▶ **Data for analysis**:
───

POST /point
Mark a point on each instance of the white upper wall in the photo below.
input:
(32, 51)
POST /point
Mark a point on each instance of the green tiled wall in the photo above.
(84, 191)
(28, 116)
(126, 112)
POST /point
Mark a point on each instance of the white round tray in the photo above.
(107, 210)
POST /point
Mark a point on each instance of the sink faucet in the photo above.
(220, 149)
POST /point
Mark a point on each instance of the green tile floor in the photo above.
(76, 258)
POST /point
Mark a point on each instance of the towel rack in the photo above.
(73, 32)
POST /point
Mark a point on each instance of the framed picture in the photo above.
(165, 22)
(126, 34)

───

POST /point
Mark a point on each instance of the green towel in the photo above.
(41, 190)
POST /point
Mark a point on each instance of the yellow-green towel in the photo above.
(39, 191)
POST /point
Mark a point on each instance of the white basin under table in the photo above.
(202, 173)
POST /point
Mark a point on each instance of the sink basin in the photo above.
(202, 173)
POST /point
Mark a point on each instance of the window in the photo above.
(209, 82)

───

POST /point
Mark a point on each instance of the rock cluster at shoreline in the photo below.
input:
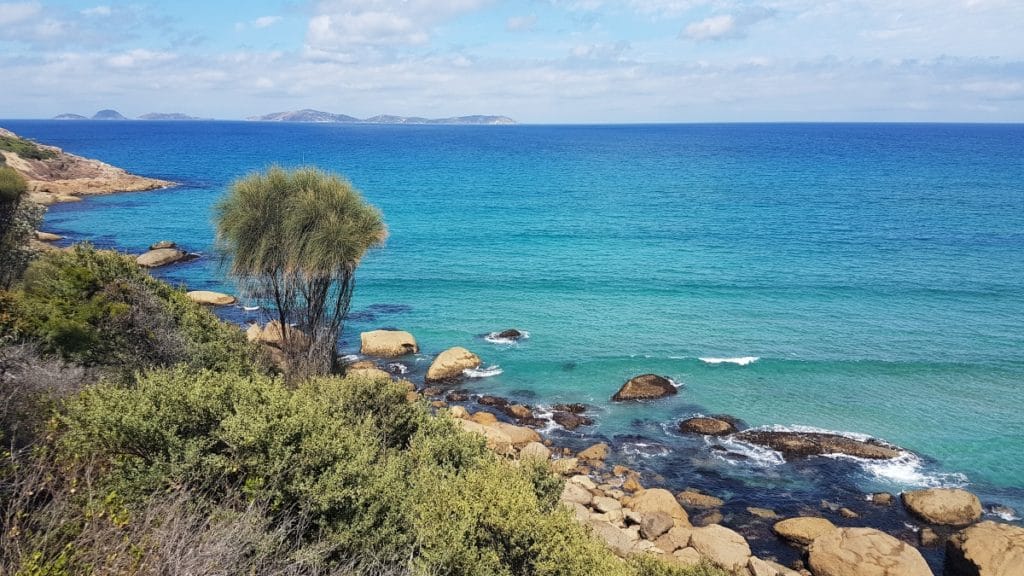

───

▶ **Exercise brief**:
Only the lines that contain the string "below" are to be copied from the records.

▶ **Written response**:
Mark a point on each instance of the white upper wall in the photo below.
Mark a point on each instance of the rock cluster at shoreline in the photo below.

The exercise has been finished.